■ SHORT PROBLEM:
Every line from the one that contains "white parasol, place" to the last line of the listing below should be quoted verbatim. Pictures are excluded.
•••
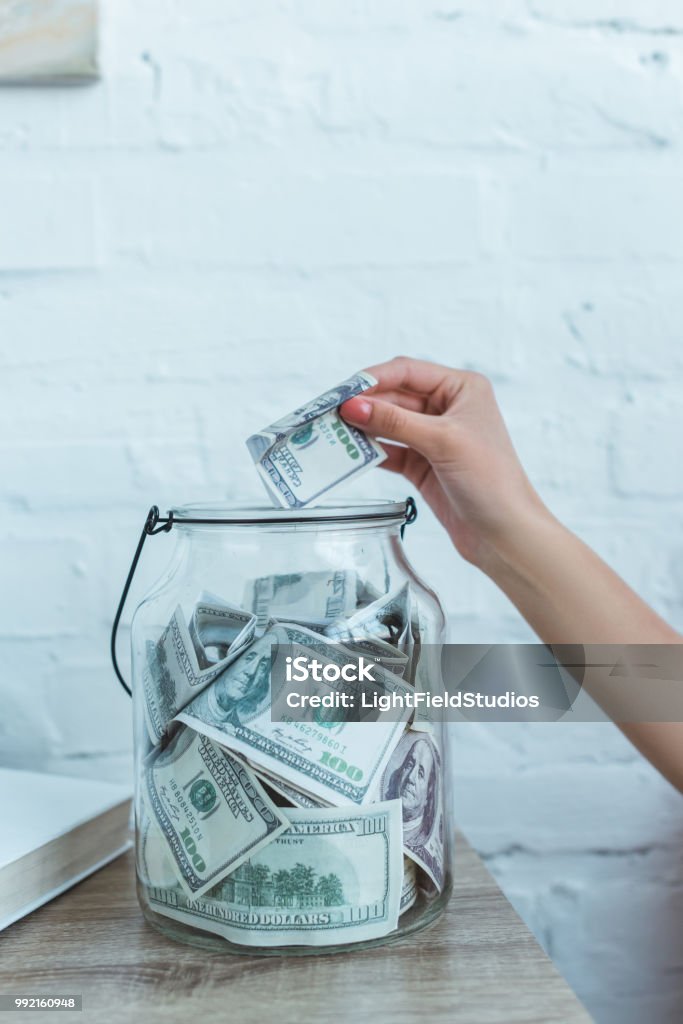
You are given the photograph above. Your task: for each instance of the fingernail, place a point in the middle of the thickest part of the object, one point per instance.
(357, 410)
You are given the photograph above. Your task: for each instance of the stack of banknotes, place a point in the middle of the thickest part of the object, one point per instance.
(274, 832)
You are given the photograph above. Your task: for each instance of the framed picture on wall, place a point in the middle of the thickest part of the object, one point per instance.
(48, 41)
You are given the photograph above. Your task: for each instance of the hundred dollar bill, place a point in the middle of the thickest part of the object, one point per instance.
(426, 673)
(334, 877)
(332, 755)
(386, 619)
(155, 864)
(181, 664)
(409, 892)
(316, 597)
(414, 776)
(212, 812)
(311, 450)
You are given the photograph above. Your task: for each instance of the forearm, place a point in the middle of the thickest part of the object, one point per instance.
(568, 595)
(564, 591)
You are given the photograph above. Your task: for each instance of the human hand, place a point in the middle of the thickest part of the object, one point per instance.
(458, 452)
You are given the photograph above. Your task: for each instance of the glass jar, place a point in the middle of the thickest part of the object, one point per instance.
(310, 868)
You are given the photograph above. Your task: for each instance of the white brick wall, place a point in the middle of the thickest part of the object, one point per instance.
(261, 198)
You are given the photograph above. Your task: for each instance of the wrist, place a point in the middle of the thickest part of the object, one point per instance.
(510, 553)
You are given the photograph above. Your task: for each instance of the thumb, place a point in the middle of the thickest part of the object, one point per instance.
(383, 419)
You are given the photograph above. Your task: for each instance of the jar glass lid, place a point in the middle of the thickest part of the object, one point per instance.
(239, 514)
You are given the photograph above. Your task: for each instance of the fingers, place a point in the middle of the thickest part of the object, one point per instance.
(396, 424)
(415, 402)
(407, 462)
(404, 374)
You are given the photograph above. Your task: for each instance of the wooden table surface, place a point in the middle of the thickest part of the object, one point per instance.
(477, 965)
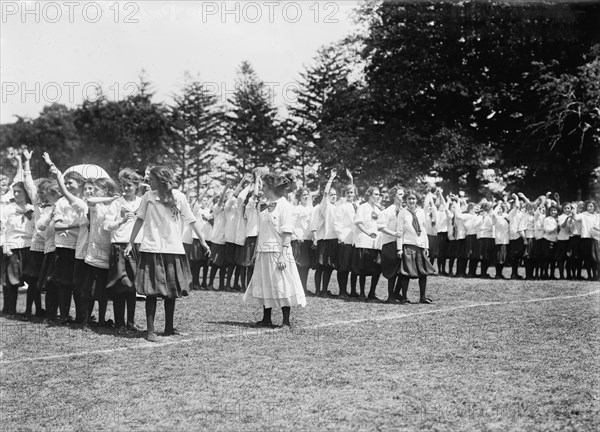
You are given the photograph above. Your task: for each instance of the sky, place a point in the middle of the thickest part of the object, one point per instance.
(61, 51)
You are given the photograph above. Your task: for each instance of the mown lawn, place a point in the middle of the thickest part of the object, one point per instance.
(488, 355)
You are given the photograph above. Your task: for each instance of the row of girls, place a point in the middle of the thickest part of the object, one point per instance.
(80, 241)
(357, 240)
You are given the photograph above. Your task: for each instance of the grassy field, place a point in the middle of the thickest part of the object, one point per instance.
(489, 355)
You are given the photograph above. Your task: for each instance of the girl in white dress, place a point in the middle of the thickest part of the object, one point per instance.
(275, 282)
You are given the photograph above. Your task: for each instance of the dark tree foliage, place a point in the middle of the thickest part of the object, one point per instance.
(133, 132)
(452, 88)
(197, 130)
(254, 136)
(325, 118)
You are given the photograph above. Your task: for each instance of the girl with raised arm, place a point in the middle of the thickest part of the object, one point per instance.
(275, 282)
(163, 270)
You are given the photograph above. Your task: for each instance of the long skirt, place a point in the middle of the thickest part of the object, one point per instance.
(414, 263)
(121, 270)
(561, 247)
(34, 264)
(501, 254)
(244, 255)
(217, 255)
(366, 262)
(13, 267)
(345, 257)
(487, 250)
(229, 254)
(516, 249)
(443, 244)
(390, 263)
(471, 249)
(461, 249)
(575, 246)
(304, 253)
(94, 285)
(434, 246)
(195, 252)
(585, 249)
(546, 249)
(272, 287)
(596, 251)
(452, 249)
(64, 266)
(163, 275)
(327, 253)
(47, 270)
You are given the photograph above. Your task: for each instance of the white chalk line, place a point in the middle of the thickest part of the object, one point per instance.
(150, 345)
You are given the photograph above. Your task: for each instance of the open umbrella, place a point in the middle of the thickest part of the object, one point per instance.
(88, 171)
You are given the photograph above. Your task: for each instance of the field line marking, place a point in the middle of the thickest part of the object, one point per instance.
(262, 331)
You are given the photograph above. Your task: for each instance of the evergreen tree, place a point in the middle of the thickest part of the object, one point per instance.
(253, 134)
(197, 126)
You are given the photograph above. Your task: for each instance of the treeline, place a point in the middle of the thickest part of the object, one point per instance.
(481, 96)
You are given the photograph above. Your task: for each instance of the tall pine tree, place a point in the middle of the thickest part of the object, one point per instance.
(254, 135)
(197, 126)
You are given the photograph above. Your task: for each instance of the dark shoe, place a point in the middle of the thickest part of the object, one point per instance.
(264, 324)
(106, 324)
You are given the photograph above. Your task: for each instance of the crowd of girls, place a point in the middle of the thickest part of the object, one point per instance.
(84, 241)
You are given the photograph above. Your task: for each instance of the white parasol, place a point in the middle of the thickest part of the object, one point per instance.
(88, 171)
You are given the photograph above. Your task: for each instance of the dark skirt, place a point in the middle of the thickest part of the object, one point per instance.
(434, 247)
(163, 275)
(34, 264)
(487, 250)
(574, 246)
(13, 266)
(516, 249)
(79, 272)
(217, 255)
(64, 266)
(561, 248)
(452, 251)
(366, 262)
(443, 245)
(122, 270)
(529, 249)
(585, 249)
(545, 249)
(345, 257)
(327, 253)
(414, 263)
(47, 271)
(229, 254)
(596, 251)
(471, 249)
(500, 254)
(244, 255)
(461, 248)
(94, 285)
(304, 253)
(390, 263)
(195, 252)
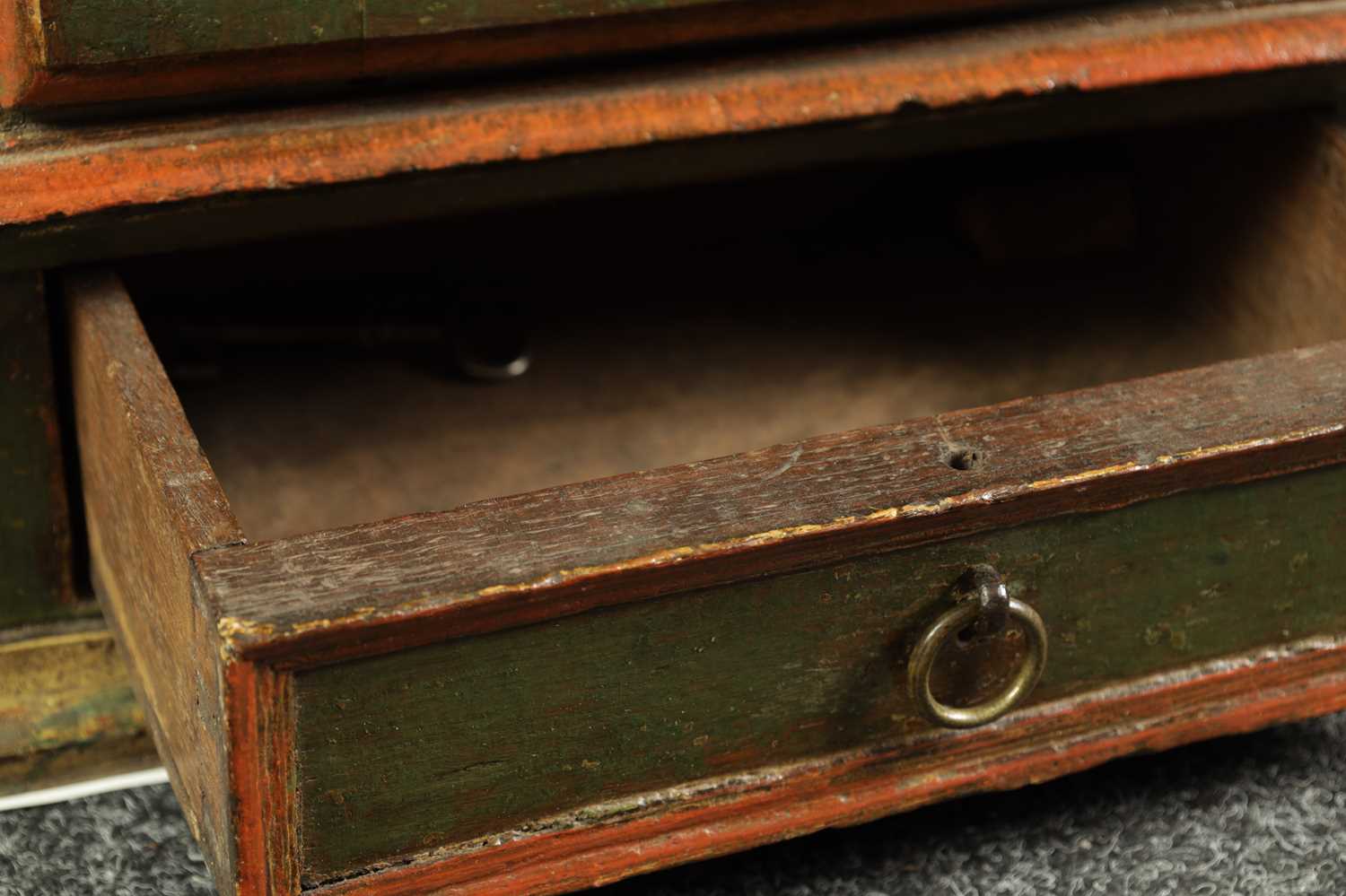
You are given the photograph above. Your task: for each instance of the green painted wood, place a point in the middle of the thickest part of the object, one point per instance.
(100, 31)
(35, 578)
(406, 18)
(85, 32)
(452, 742)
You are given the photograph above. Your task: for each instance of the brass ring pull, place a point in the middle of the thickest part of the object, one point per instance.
(950, 622)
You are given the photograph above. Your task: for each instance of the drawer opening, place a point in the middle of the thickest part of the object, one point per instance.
(680, 326)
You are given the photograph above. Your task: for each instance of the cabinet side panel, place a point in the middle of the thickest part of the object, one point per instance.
(35, 578)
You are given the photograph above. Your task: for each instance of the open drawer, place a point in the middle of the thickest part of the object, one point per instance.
(556, 685)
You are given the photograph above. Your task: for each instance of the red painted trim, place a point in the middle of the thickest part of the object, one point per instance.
(69, 171)
(1026, 748)
(260, 761)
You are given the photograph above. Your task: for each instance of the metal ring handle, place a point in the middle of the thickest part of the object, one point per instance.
•••
■ OUTPUT BELOW:
You are given the photograph above. Your task: for each instance of the white parasol, place a point in the middle of the thickest part of the object, one point per instance.
(88, 171)
You are given the photograph above. Your task: for each instance of the dark skirt, place a point in the middle of the thickest part of the object, one point per instance.
(434, 247)
(163, 275)
(34, 264)
(487, 250)
(574, 246)
(13, 266)
(516, 249)
(79, 272)
(217, 255)
(64, 266)
(561, 248)
(452, 251)
(366, 262)
(443, 245)
(122, 270)
(529, 249)
(585, 249)
(545, 249)
(345, 257)
(327, 253)
(414, 263)
(47, 271)
(229, 254)
(596, 251)
(471, 249)
(500, 254)
(244, 255)
(461, 248)
(94, 285)
(304, 253)
(390, 263)
(195, 252)
You are given the photograph above. Your task: for each instance of the green painted wood, place a point in the middle of the thickest part of the object, one point per instance.
(100, 31)
(35, 578)
(406, 18)
(85, 32)
(452, 742)
You are given the photograph above. Your task: for each instance of the brass ring pull, place a point in the middle of the thickest part of the object, one point per instance.
(950, 622)
You are given the photograph above. Your task: for each instance of the drawer opening, place a point in the middle of the thickest part of the object, one point per instance.
(680, 326)
You are given the photograph above. Your task: for each instance of the cabinet side panel, place a point in the middle of the thickest part of the object, one point per instance.
(35, 578)
You are given the photograph above. Your task: for each instance of the open drawer, place a point in the middle of the thickest part of the object, one point per instance.
(556, 685)
You are given the photograph above. Your task: for each instance of the red painted trim, place a point in the middle of the thickest part of the object, one point per instance.
(69, 171)
(1026, 748)
(260, 761)
You are given the photograph above. Your task: for each instance of the metal ring handle, place a point in the middle of the thickest part of the object, one point per instance.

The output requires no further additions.